* **What to produce**: Once you have located the line containing "Query: lips" in the material below, return it exactly along with each line after it through the line containing "form: [20, 106].".

■ ■ ■ ■

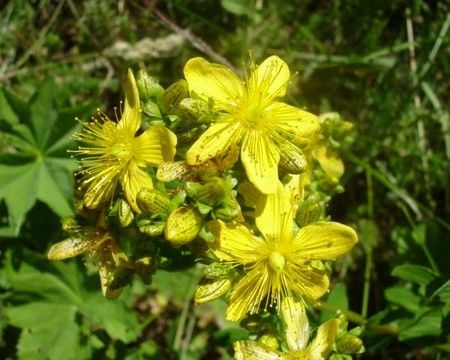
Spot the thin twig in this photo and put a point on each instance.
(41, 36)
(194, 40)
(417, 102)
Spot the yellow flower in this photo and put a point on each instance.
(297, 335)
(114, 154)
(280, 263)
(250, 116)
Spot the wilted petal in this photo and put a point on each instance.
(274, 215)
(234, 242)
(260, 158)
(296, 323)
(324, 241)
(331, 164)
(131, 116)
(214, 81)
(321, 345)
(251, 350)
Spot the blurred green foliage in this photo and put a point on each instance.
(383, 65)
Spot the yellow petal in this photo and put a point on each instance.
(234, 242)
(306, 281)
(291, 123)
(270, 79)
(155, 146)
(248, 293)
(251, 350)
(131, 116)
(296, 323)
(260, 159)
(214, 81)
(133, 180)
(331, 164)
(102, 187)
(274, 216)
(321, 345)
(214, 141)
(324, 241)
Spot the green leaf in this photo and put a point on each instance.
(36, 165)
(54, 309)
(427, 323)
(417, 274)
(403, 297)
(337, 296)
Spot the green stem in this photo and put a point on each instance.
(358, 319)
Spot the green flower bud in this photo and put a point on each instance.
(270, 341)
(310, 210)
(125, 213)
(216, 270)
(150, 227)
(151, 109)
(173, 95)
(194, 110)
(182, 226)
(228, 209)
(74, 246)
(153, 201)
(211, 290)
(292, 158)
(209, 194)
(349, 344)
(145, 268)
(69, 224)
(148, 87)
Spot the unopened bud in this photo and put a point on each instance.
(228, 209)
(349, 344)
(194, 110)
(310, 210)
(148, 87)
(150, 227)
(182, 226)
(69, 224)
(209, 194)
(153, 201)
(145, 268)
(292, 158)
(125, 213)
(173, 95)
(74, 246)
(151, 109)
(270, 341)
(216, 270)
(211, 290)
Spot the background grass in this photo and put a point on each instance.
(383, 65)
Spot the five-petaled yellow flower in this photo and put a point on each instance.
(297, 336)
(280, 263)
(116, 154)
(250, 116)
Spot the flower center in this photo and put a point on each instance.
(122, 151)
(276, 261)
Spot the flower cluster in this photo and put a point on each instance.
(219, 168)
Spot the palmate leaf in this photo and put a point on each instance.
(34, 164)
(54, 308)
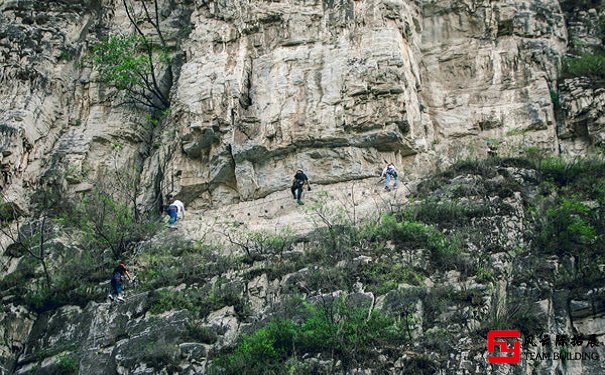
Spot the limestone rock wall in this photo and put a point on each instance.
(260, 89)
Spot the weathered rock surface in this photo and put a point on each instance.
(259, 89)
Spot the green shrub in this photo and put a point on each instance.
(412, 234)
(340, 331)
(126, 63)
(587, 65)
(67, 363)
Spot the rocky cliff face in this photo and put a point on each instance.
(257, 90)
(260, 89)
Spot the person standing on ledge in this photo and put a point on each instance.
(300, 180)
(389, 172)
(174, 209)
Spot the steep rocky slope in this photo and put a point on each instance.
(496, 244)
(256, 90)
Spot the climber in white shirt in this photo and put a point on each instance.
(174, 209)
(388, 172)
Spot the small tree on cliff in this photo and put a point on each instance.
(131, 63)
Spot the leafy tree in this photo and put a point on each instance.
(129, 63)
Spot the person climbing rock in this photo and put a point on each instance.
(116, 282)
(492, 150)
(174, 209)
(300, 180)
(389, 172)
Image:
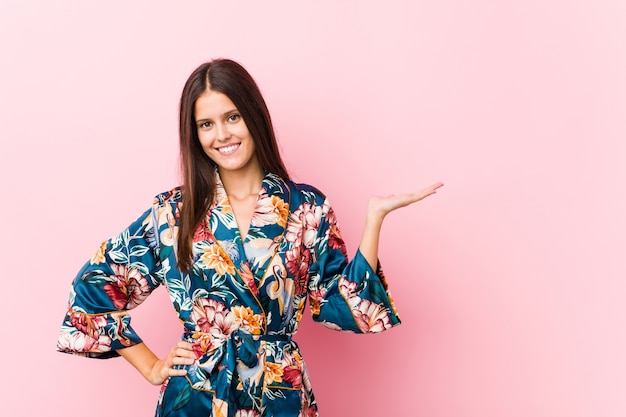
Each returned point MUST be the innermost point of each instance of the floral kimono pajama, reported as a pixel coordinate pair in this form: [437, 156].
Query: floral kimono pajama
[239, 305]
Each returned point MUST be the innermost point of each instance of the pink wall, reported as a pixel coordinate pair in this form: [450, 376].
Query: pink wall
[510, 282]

■ ■ ■ ■

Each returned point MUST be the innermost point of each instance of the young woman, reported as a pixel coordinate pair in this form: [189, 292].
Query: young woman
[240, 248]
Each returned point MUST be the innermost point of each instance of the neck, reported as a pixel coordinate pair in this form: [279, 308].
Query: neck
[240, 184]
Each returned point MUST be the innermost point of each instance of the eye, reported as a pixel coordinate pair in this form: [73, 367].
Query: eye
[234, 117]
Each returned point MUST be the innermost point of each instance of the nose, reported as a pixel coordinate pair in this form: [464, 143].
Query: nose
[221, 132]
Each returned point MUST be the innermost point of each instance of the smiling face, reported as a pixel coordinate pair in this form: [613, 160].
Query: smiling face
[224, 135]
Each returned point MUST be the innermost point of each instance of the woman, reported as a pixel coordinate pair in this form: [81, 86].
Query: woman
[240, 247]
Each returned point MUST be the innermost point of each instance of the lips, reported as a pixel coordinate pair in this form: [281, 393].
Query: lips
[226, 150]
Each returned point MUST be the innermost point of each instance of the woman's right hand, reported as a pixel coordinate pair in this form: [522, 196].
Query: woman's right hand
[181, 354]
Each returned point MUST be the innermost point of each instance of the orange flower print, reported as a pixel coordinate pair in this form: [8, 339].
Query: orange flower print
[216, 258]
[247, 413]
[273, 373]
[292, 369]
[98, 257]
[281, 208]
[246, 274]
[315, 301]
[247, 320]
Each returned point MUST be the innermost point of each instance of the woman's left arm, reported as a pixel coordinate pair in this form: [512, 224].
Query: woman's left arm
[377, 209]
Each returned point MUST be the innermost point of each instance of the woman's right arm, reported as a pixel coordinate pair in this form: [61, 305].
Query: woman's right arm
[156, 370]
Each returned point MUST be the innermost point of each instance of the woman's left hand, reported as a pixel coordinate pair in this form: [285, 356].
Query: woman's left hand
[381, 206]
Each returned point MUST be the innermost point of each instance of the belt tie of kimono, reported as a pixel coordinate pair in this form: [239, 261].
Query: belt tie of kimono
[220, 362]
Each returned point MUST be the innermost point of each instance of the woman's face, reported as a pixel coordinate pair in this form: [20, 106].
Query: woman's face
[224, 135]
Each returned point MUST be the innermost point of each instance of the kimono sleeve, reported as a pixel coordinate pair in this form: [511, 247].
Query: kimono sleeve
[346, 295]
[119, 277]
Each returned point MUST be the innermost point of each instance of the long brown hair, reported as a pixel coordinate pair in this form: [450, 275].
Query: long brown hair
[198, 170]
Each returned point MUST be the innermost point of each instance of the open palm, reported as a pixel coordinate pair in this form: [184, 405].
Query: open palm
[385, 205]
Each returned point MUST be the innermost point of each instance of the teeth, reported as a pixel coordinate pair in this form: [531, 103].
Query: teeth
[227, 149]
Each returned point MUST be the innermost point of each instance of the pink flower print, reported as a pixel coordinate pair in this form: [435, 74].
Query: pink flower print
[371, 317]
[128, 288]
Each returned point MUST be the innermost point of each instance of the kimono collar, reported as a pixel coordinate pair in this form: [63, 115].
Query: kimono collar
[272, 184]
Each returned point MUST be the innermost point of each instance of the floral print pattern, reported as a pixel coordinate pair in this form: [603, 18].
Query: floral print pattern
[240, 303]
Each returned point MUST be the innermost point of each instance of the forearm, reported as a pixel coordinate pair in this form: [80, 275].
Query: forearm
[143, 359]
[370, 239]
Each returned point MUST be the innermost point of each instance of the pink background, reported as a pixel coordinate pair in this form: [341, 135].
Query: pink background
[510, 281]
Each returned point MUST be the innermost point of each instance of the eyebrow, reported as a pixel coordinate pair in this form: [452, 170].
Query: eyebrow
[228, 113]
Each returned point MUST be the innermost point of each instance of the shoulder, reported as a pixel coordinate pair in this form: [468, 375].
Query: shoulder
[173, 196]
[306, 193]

■ ■ ■ ■

* **Task answer**:
Query: lips
[226, 150]
Each returned point MUST be the innermost point of each instance of the woman's right hand, reported as a pixel coordinate pair in this form: [522, 196].
Query: woman's right hand
[181, 354]
Each returned point MUST be the innermost point of each instance of the orange flower print, reported as a pixel coordinate pair in this form: [8, 339].
Query: orange flower print
[216, 258]
[247, 413]
[273, 373]
[292, 369]
[98, 257]
[281, 208]
[246, 274]
[315, 301]
[247, 320]
Each returned point MUST be the innermost point of each instance of the woman's left arm, reported as a pixel coordinate pair in this form: [512, 224].
Query: woman's left arm
[377, 209]
Each returned point MUST be the innermost point of each instance of the woman's right arm, reported as a pixel coordinate pair in this form: [61, 305].
Query: woman's right arm
[156, 370]
Each returned point MUST be the innermost point of each instance of the woman's left hand, reported as a pixel coordinate pair in this form: [285, 356].
Query: woman's left hand
[381, 206]
Each returned point MUST be the innermost point of each instance of the belt tie of kimono, reported as a pixel coordinate pair in this form: [239, 261].
Query: belt tie of kimono
[220, 362]
Each returned point MUST be the innermost point of each instance of the woman's face, reported as a pixel coordinate pair in this form: [20, 106].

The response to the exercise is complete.